### Fragment tekstu

========================================

1 załącznik(ów)
Zimowy nocleg z widokiem na ...
Na którymś, kolejnym spotkaniu klubu rzeszowskiego padła intrygująca propozycja.
Może by tak zrobić jakąś wyprawę w Bieszczady ?
a nie tylko dyskutować po próżnicy spijając resztki z kuflii.
Łatwo powiedzieć : Wyprawa w Bieszczady !!!
Srata, tata - bum, bum, bum.
Przecież jest zima.
A zimą jak wiadomo jest zimno, czy nie lepiej siedzieć w ciepełku ?
Pewnie że lepiej - wszyscy orzekli zgodnie.
I jak rozwiązać nierozwiązalny dylemat : czyli wyjechać ale tak aby było ciepełko, żarełko, płyny rozweselające no i koniecznie z widokiem na ....
Jeśli sądzicie że rozpoczęliśmy w naszym klubie głosowanie nad wyborem lokalu kimbowego (znaczy się licytacji Mgiełki z Trolem ) to mylicie się.
Nikt tu nie wyrywa się do takich dywagacji.
Temat potraktowany został z śmiertelną powagą, wycofanie głosu groziła utrata gardła
Sprawa poszła na ostre.
Czyli jak znaleźć miejsce idealne dla wszystkich w środku zimy i koniecznie z widokiem na ....
Niemożliwe ?
A jednak po głębszej penetracji archiwum naszego forum znalazło się schronisko które spełniało wszystkie, najbardziej wyrafinowane warunki.
Oto fotka tego schroniska.
.
Załącznik 22712.

========================================

Rekordy oznaczania regionów

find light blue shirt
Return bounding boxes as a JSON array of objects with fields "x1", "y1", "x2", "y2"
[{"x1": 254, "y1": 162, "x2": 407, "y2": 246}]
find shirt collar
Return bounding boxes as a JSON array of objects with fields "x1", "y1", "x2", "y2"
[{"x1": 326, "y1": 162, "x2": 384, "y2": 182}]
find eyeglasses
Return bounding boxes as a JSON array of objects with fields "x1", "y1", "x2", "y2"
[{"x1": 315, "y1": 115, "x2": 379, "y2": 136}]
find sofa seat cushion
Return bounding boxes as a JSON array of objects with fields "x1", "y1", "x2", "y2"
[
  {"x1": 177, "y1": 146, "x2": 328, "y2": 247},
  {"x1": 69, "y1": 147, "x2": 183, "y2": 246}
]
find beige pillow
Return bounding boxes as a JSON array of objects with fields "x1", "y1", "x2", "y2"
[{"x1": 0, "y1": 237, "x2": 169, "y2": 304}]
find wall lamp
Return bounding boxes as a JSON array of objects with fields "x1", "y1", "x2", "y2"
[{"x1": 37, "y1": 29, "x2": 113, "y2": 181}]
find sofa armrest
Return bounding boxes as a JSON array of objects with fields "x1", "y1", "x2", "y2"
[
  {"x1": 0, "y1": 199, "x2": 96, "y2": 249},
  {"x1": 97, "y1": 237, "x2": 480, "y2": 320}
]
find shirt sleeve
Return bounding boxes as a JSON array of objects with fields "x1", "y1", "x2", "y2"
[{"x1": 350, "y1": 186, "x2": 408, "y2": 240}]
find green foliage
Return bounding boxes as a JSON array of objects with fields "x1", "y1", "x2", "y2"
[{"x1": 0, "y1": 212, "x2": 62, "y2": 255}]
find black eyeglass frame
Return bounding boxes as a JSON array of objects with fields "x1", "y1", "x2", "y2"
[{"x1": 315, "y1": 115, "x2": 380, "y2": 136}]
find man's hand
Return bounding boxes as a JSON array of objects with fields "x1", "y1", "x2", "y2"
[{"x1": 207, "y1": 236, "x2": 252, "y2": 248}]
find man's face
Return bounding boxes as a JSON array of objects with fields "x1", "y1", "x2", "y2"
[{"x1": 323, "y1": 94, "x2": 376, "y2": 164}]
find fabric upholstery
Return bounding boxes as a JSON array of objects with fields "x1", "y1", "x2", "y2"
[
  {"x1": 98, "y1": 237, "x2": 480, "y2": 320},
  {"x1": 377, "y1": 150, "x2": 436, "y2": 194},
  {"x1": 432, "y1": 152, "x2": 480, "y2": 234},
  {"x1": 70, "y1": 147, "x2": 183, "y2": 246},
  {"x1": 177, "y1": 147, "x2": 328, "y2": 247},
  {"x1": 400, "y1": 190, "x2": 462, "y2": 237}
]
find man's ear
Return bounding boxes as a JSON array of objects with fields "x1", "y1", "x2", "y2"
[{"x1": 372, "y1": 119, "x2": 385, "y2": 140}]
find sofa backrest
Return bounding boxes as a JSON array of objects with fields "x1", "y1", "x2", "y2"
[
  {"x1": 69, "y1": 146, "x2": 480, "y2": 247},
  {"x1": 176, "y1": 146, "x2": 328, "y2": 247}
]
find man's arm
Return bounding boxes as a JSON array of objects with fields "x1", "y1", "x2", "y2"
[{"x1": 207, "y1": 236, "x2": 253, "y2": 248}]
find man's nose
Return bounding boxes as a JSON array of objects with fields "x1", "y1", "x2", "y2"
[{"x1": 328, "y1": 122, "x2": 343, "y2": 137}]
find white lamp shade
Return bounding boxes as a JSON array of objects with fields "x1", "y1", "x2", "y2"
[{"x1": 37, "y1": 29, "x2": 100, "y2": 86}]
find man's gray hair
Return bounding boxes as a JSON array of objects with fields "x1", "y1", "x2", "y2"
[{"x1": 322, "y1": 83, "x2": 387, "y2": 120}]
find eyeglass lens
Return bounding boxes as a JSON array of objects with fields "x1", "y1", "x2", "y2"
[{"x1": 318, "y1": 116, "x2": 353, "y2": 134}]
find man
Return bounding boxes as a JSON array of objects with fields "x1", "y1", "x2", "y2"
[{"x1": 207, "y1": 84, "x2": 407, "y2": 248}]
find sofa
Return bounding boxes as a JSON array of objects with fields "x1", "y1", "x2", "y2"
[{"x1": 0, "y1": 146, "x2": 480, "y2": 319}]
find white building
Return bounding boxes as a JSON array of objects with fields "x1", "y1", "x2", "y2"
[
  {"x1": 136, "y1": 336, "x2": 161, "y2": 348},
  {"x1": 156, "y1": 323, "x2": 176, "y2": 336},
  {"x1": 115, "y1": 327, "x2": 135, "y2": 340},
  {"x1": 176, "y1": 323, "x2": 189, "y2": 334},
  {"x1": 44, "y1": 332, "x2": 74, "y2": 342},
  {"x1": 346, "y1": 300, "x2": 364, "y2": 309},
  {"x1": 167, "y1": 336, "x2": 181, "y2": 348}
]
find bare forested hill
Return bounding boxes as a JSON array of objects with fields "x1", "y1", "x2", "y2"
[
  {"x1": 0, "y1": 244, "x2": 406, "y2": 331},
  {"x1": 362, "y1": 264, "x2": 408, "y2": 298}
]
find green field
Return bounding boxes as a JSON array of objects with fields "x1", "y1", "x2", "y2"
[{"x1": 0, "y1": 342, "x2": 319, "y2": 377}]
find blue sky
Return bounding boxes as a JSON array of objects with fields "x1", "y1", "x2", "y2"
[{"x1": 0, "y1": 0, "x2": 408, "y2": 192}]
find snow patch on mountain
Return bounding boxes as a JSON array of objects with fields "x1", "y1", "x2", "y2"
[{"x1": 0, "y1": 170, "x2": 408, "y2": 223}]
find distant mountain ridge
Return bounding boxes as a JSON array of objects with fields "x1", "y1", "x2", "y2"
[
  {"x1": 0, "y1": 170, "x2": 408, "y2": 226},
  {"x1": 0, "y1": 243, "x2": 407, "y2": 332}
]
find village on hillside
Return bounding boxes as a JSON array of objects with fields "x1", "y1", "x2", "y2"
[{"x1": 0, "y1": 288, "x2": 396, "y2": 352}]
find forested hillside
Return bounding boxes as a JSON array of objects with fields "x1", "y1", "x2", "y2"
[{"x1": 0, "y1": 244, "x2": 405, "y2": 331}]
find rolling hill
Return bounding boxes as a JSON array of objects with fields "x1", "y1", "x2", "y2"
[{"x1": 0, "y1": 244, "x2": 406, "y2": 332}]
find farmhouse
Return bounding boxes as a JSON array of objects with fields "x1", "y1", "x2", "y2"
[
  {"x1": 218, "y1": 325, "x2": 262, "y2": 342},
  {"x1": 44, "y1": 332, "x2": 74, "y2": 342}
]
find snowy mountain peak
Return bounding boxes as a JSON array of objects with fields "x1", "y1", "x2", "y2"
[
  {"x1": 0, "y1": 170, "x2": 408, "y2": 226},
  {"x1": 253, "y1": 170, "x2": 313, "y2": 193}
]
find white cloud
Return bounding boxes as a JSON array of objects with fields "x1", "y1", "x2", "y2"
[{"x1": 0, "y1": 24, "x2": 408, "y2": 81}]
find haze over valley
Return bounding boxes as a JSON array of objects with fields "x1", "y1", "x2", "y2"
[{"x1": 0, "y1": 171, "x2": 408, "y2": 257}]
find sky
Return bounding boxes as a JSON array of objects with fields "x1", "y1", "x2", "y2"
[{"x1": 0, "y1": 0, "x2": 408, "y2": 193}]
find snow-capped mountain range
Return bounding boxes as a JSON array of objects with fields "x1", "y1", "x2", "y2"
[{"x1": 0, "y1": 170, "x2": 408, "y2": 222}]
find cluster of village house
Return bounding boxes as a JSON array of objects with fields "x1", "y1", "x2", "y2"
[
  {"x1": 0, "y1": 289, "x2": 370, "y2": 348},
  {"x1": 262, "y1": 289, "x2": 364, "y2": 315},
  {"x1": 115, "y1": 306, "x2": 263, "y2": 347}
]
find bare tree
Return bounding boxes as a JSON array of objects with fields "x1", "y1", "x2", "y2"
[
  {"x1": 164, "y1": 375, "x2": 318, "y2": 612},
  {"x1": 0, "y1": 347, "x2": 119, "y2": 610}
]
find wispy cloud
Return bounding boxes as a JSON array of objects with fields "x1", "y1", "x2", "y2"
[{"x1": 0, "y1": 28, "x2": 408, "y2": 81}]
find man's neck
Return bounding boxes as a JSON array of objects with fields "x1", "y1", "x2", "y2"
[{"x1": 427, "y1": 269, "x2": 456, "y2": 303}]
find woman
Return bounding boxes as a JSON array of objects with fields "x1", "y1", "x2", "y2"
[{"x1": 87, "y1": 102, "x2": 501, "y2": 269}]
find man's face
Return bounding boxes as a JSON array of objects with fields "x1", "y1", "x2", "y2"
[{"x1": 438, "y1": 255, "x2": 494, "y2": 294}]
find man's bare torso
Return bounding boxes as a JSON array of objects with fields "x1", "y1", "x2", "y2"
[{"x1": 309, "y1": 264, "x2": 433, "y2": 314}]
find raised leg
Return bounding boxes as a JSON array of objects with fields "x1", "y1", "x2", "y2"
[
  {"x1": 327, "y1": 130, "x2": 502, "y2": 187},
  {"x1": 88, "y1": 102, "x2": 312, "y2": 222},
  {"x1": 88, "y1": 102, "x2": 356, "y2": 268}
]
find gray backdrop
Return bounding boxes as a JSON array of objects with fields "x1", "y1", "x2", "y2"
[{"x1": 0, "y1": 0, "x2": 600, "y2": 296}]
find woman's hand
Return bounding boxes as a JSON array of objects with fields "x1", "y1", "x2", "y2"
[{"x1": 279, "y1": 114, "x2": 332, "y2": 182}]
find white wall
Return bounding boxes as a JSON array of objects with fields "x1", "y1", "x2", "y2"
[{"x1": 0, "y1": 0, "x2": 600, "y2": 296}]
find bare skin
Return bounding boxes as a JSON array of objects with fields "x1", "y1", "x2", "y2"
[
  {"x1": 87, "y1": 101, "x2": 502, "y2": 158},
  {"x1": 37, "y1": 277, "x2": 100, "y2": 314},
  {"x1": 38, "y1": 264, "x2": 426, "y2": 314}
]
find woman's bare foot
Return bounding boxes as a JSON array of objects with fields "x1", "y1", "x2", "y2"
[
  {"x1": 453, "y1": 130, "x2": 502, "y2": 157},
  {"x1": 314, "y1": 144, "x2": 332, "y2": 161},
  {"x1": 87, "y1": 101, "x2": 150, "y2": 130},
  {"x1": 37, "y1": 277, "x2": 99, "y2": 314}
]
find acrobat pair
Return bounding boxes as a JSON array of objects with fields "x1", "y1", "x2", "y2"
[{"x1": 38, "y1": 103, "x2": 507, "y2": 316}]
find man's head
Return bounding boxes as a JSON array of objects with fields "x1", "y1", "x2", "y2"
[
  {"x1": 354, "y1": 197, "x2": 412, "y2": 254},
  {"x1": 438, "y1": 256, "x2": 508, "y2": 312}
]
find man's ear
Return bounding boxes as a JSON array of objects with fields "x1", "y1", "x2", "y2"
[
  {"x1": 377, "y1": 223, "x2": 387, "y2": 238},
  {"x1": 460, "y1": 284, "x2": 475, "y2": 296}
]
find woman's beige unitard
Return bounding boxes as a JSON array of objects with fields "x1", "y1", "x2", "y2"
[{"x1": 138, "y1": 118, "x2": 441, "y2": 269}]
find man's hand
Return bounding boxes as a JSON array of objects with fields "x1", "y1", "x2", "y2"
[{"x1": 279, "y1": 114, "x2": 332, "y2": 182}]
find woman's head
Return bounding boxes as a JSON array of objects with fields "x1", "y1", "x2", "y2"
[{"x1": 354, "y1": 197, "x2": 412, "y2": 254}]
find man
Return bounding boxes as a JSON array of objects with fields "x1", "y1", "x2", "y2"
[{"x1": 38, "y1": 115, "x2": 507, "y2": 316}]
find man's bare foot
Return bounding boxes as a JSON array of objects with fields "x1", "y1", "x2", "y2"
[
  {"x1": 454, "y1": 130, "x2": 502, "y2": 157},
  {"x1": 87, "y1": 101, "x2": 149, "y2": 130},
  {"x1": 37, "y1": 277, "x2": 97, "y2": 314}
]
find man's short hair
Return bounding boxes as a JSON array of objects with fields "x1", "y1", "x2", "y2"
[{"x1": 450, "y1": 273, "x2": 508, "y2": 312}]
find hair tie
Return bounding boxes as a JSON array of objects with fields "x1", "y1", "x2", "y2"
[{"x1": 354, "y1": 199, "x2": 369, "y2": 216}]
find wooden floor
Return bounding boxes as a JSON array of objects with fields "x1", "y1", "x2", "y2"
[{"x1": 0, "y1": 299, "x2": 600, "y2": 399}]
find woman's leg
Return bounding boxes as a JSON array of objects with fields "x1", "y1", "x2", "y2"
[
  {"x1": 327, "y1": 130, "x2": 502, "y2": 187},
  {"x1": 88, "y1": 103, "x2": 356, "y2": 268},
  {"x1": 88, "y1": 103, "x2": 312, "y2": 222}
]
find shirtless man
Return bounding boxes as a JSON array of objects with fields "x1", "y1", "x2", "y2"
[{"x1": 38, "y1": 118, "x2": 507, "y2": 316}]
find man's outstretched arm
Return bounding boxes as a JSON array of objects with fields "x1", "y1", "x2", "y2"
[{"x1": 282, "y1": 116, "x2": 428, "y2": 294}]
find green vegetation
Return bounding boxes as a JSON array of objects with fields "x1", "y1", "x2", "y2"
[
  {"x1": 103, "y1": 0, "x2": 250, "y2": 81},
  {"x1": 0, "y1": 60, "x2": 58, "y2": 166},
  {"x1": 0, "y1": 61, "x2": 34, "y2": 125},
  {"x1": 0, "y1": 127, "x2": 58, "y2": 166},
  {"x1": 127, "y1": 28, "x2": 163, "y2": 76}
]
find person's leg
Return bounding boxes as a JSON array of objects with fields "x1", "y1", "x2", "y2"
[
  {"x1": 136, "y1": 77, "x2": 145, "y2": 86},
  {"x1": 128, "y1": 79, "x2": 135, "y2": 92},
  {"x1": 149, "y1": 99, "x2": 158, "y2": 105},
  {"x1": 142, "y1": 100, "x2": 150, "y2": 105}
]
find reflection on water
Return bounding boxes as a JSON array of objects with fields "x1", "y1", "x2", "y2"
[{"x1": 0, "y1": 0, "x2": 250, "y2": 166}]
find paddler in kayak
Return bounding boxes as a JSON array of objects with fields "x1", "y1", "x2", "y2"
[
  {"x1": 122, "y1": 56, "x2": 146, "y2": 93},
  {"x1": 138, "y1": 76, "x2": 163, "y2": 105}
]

========================================

### Krótkie zadanie A
Wypisz wszystkie zdania zakończone znakiem zapytania, które występują we wpisie o zimowej wyprawie w Bieszczady.
### Krótkie zadanie B
Przepisz z wpisu o zimowej wyprawie w Bieszczady fragment zaczynający się od „1 załącznik(ów)” i ciągnący się aż do „Przecież jest zima.”.

### Gotowa odpowiedź A
Może by tak zrobić jakąś wyprawę w Bieszczady ?
A zimą jak wiadomo jest zimno, czy nie lepiej siedzieć w ciepełku ?
Niemożliwe ?

### Gotowa odpowiedź B
1 załącznik(ów)
Zimowy nocleg z widokiem na ...
Na którymś, kolejnym spotkaniu klubu rzeszowskiego padła intrygująca propozycja.
Może by tak zrobić jakąś wyprawę w Bieszczady ?
a nie tylko dyskutować po próżnicy spijając resztki z kuflii.
Łatwo powiedzieć : Wyprawa w Bieszczady !!!
Srata, tata - bum, bum, bum.
Przecież jest zima.